» **Information shown**
○ ○ ○ ○ ○ ○ ○
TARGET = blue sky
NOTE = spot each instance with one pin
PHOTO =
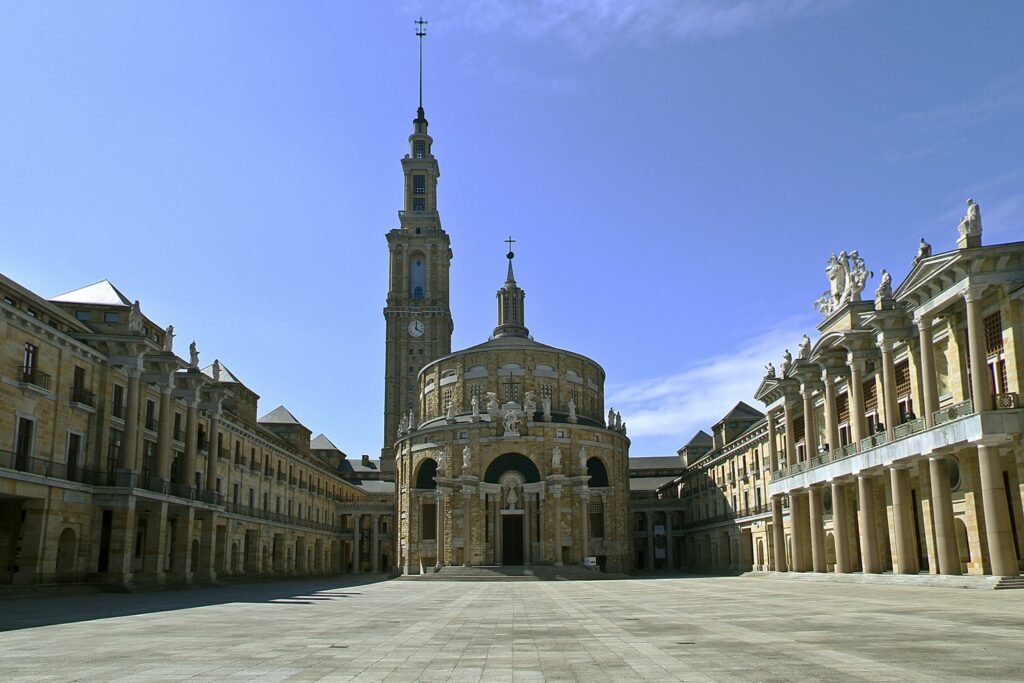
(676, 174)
○ ○ ○ ○ ○ ○ ○
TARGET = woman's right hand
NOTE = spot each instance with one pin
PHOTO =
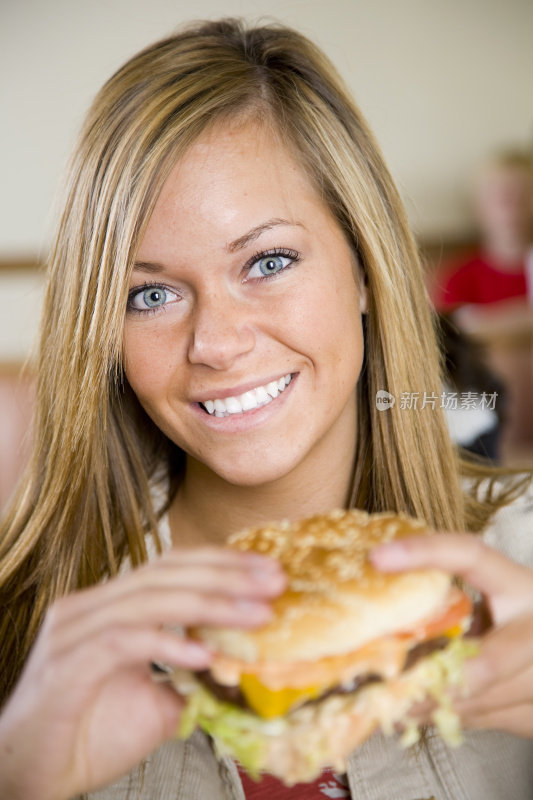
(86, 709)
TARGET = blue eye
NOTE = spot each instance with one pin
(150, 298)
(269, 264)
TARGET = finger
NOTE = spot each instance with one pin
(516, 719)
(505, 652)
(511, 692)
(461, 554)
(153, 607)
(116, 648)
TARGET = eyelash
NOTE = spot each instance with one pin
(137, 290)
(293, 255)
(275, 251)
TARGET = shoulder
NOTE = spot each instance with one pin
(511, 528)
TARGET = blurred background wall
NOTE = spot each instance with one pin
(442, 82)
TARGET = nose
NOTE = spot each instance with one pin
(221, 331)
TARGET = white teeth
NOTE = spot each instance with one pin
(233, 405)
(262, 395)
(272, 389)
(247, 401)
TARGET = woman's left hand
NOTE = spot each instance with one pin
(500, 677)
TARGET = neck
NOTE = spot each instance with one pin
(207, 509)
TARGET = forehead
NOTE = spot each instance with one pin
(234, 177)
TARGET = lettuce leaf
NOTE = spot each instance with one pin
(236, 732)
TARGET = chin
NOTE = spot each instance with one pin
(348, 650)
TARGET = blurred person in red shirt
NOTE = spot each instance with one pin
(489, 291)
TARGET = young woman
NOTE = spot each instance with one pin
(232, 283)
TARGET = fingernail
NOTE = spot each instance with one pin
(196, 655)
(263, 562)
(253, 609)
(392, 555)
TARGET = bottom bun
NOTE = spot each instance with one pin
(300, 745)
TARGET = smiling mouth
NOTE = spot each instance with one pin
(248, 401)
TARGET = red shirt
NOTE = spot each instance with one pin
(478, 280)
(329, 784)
○ ○ ○ ○ ○ ○ ○
» **Goal**
Return each line of the material above that contains the word "hand", copying every such line in full.

» **Solution**
TARGET = woman's right hand
TARGET = woman's left hand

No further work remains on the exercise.